作業内容
**1)** ページ抜粋で清水氏は、人材育成への協力とリファレンスアーキテクチャーの提示を打ち出しています。その理由を本文の記述に沿って1〜3文で説明してください。
**2)** エントリーから、文字列「shoulder」を含む行をすべて集めてください。大文字と小文字は区別します。

日本マイクロソフトは、モビリティ(移動)にフォーカスしたサービスMaaS(Mobility as a Service)実現に向けた支援策を提供する。
具体的には、(1)MaaSリファレンスアーキテクチャーの提供、(2)MaaS技術者育成プログラムの提供、(3)新規ビジネス開発支援、(4)パートナーエコシステムの構築――の4点に取り組む。リファレンスアーキテクチャーでは、様々な事業者が提供するサービスを利用者がシームレスに利用できるようなユーザー認証の仕組み、サービスAPI連携の仕組み、利用ログ蓄積の仕組み、MaaSアプリケーションのサンプルコード提供などを行う予定だ。なお、このリファレンスアーキテクチャーは、MaaS領域のコンサルティングやプラットフォーム開発を行っているMaaS Tech Japanの支援を受けて開発。今後同社とはリファレンスアーキテクチャーを活用したMaaSプラットフォーム開発でも連携する予定だ。
今回の取り組みを実施する背景として、日本マイクロソフト 執行役員常務 エンタープライズ事業本部長のヘニー・ローブシャー氏は、「一つのベンダーの技術だけが唯一のものとして採用されるということではないが、複数のベンダーが関わっても『共通の技術』は必要となる。これはIdentity、データ交換といった領域でも必要なこと」と今後MaaS普及には欠かせない点だと説明した。
4つの施策の詳細について同社 エンタープライズ事業本部運輸・サービス営業統括本部インダストリーエグゼクティブ MaaS&Smart Buildingソリューション本部専任部長 清水宏之氏は、現状分析をふまえ説明した。
まず、日本版MaaSに関しては、「日本版MaaS実現を期待する機運が高まっている。様々な事業者が取り組みを始め、大都市で実施されているもの、地方都市で実施されているもの、観光客にフォーカスしたもの、日常にフォーカスしたものなど様々なものがある」と様々なMaaSの取り組みが行われている実情がある。
しかし、その一方で提供されているMaaSは一部の業者が情報の統合を行っているにすぎず、予約・決済の統合、サービス提供の統合、政策の統合が行われているものはほとんどない。「統合なし」に行われているものばかりだ。
そこでマイクロソフトでは、自身がMaaS事業者、MaaSプラットフォーマーになることはなく、参入事業者へのビジネス・技術支援に徹するという観点で、今回の支援策を提供する。
「日本版MaaSへの期待が高まる中で、参入を考える企業にはいくつもの課題がある。その一つが人財育成で、社内にMaaSに取り組むことができる人材が足りない。色々なテクノロジーが出てきている中、それを活かす人材も足りない。MaaSの連携を行う場合、手間やコストを抑えないと、目指す社会像には届かない。そもそもMaaSを実現するためのリファレンスがないんじゃないか?という声もある。さらに、設計には当初から個人認証やセキュリティを考える必要があるが、そういった設計するためにはどうすればいいのか?といった声もある。こうした声に対する解決策として、人材育成に協力する。さらにリファレンスアーキテクチャーを提示し、解決の道筋の手助けとできないか考える」(清水氏)。

演習データ
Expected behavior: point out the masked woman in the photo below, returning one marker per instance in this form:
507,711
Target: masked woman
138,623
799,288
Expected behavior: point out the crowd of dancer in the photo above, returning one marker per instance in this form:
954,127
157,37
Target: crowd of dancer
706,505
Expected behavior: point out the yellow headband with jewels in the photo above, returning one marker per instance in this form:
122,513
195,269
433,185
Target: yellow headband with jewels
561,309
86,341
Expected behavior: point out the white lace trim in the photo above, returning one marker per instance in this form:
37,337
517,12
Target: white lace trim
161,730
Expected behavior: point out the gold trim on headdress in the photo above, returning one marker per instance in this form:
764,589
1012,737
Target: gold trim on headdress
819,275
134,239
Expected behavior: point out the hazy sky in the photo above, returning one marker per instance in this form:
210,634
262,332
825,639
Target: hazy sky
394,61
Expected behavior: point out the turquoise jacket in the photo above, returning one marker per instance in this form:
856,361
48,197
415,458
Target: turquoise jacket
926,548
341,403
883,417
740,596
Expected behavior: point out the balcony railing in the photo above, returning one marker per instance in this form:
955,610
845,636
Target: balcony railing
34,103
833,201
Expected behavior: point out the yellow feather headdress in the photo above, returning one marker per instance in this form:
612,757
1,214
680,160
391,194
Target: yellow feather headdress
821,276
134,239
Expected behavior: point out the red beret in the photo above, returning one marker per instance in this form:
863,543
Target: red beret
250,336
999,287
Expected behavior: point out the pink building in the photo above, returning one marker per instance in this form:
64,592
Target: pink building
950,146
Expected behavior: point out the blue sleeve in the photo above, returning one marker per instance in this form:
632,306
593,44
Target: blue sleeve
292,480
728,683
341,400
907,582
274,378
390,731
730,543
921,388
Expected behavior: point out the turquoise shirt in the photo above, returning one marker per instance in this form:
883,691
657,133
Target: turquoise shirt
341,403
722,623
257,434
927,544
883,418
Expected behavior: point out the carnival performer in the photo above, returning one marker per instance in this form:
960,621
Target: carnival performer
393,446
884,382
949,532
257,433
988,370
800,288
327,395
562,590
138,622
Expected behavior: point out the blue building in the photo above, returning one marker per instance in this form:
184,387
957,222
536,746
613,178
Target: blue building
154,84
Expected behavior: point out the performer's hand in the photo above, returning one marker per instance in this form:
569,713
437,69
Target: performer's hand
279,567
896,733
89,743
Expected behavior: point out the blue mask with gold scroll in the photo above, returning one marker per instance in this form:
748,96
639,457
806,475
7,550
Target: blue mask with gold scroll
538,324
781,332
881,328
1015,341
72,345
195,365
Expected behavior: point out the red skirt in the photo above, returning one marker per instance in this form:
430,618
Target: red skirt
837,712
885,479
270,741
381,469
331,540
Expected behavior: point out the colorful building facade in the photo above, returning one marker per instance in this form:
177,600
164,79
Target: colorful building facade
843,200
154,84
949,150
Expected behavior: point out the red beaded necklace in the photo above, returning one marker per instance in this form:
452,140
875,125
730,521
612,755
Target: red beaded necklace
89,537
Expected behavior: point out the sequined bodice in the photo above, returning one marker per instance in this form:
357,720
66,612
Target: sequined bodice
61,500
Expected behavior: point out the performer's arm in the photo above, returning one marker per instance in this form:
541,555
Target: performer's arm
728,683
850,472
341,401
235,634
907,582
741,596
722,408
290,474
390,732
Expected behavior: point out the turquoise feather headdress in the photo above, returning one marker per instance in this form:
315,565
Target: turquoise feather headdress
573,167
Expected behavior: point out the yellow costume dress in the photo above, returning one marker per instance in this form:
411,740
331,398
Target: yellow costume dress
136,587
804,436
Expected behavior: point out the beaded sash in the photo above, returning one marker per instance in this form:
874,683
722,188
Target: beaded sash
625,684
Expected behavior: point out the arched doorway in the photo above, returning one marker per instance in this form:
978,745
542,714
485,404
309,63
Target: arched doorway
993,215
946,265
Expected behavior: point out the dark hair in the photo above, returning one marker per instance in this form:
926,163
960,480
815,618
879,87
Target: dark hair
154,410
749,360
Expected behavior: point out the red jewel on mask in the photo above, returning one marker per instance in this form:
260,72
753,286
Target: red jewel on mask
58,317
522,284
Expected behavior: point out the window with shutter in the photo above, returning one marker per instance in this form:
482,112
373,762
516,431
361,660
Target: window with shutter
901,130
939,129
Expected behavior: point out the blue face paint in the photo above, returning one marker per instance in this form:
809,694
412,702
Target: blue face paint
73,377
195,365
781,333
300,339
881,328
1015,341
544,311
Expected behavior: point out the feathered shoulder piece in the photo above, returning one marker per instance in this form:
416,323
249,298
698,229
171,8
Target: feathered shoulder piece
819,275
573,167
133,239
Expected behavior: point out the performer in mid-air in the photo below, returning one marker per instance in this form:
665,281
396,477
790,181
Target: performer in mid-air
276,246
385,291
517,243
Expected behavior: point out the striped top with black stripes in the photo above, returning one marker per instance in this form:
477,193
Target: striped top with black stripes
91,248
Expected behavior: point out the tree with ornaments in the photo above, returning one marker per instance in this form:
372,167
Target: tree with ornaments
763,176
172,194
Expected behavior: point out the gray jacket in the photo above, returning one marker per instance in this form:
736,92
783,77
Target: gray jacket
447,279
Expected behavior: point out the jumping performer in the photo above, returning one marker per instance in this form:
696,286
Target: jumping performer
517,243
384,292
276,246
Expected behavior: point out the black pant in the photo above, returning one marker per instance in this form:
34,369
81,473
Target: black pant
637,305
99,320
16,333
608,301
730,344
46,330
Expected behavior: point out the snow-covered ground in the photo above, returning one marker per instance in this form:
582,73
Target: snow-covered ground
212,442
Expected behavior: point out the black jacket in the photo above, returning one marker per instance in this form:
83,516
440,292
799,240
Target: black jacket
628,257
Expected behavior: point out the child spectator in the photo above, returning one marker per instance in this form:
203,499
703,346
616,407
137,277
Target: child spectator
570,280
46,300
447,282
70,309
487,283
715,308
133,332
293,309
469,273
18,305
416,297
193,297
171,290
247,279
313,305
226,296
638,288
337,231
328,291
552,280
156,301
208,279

解答
**1)** MaaSへの参入を考える企業から寄せられている課題の声に対する解決策だからです。具体的には、社内にMaaSに取り組める人材や新しいテクノロジーを活かす人材が足りないこと、連携の手間やコストを抑える必要があること、MaaSを実現するためのリファレンスがないことが挙げられています。さらに、当初から個人認証やセキュリティを考慮した設計をどう行えばよいのかという声もあります。

**2)**
Expected behavior: point out the feathered shoulder piece in the photo above, returning one marker per instance in this form:
Target: feathered shoulder piece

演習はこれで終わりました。